**Problem requirements**:
Look below for the line with "Each instance of the lotus". Extract that line and each one after it through the last, word for word.
#### Data supplied ####
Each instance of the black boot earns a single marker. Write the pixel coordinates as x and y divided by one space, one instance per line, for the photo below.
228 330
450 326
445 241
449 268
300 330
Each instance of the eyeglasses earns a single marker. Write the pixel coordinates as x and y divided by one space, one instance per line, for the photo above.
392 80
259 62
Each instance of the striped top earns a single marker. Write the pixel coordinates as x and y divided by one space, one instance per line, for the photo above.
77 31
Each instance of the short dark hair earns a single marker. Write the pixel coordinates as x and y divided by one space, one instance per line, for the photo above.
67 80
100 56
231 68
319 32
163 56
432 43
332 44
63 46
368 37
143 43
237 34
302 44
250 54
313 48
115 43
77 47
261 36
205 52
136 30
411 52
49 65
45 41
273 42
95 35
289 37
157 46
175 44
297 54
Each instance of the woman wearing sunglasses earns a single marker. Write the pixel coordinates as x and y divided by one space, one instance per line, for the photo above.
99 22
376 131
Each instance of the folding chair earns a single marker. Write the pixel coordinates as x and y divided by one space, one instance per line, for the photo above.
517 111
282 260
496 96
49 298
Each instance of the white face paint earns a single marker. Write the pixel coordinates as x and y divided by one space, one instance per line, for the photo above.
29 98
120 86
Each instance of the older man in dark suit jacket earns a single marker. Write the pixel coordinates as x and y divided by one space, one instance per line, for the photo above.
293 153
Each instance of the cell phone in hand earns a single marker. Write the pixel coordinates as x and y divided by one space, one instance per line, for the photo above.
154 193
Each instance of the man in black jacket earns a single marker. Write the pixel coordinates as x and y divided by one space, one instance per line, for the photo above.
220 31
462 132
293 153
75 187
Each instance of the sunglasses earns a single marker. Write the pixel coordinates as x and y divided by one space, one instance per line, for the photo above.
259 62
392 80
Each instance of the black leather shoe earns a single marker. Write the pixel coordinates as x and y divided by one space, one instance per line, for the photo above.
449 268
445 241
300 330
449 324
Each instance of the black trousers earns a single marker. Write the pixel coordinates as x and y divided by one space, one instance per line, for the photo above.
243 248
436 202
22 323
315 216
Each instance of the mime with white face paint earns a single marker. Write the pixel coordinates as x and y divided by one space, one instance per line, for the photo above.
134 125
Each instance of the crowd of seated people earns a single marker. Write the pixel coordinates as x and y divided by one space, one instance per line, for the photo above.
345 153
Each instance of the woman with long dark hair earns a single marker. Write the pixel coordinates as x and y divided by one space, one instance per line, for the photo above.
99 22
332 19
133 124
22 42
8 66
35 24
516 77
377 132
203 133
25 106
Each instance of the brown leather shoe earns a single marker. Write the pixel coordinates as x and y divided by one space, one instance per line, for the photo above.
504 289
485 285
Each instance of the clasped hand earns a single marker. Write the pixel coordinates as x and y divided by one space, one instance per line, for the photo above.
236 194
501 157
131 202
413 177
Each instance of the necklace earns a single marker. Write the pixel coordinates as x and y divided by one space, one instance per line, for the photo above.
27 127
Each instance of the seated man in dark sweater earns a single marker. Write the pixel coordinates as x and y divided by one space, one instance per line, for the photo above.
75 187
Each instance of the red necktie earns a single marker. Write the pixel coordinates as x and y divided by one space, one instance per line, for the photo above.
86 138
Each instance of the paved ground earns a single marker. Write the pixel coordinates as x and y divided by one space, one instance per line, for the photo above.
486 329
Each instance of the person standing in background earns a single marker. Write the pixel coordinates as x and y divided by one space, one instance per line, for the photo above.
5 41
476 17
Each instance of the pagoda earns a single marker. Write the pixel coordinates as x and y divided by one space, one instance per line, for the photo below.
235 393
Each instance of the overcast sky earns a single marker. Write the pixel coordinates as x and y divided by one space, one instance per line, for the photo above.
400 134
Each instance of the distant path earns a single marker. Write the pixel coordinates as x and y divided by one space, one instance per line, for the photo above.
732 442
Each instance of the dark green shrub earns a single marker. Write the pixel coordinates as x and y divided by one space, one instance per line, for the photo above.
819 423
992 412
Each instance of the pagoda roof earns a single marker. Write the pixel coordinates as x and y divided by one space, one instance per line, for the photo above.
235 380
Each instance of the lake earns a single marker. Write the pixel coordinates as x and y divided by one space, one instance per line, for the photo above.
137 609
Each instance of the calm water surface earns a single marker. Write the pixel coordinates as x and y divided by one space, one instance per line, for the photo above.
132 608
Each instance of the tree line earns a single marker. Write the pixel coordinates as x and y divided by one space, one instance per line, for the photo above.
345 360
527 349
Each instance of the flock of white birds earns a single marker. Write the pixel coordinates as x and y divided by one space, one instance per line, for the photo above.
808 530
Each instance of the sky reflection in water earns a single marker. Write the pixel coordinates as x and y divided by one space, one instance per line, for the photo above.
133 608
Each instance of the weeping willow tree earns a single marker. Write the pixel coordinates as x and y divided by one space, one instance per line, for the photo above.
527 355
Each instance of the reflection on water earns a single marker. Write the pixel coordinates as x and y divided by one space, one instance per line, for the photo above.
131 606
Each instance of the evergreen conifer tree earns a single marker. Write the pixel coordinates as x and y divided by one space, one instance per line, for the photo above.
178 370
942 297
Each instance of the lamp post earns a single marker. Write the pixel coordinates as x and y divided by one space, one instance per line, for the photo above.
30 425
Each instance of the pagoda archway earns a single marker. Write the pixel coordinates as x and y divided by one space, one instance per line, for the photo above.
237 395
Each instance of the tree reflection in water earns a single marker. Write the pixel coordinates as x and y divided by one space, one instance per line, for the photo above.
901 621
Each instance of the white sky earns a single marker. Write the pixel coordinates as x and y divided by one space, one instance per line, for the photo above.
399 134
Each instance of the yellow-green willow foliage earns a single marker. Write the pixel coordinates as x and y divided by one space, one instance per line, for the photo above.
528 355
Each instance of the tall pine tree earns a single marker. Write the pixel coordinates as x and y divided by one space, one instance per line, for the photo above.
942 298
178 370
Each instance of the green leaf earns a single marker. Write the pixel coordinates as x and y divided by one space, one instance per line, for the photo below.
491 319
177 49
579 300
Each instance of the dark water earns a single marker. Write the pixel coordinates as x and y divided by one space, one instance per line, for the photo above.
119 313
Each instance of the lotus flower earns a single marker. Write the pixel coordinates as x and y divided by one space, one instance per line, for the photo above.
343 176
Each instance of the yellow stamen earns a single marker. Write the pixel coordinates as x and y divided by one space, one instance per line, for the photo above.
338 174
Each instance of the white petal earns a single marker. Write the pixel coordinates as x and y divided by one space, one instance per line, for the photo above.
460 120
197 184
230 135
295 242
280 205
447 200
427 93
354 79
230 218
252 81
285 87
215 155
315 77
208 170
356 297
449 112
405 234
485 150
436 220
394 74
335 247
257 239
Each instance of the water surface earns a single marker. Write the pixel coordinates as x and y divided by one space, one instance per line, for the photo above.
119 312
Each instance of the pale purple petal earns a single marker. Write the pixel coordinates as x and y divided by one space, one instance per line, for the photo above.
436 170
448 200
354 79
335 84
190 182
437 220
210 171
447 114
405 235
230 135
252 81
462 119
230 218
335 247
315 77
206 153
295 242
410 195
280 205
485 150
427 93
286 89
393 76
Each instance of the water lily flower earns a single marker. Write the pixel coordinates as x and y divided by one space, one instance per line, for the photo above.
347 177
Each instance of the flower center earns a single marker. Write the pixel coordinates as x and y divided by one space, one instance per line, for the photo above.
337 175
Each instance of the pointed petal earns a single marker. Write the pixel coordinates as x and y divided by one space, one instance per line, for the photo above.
####
**Solution to this exercise**:
Each instance of the lotus flower earns a single marker. Write the pixel coordinates as x and y divided by one space, one instance per line, for the photo above.
343 176
Each instance of the yellow stamen earns a single marker. Write the pixel coordinates as x and y divided by one space, one instance per line, for the photo above.
338 174
Each instance of the white petal earns a single marker. Write the pixel coordinates as x and y divided by one space, one instance per line, for the photo above.
460 120
197 184
230 135
295 242
280 205
447 200
427 93
354 79
230 218
252 81
285 87
215 155
315 77
208 170
356 297
449 112
405 234
485 150
436 220
394 74
335 247
257 239
Each instance of the water surface earns a single marker. Write the pixel coordinates as x and y divided by one space, one instance per line, for the photo above.
119 312
Each instance of the pale purple petal earns a single marker. Write the pixel coordinates as x and y divided by one space, one instance per line, for the photo above.
436 170
448 200
354 79
335 84
190 182
437 220
210 171
447 114
405 235
230 135
252 81
462 119
230 218
335 247
315 77
206 153
295 242
410 195
280 205
485 150
427 93
286 89
393 76
Each instance of the water lily flower earns a single marker. Write the pixel coordinates as x and y divided by one space, one instance per line, for the photo above.
347 177
Each instance of the flower center earns a single marker. Write the pixel coordinates as x and y divided by one space, one instance per line, for the photo above.
337 175
Each instance of the pointed petal earns a single marker. Write the pixel coordinates as x and y divided by one space, one instance per line, for the photo above.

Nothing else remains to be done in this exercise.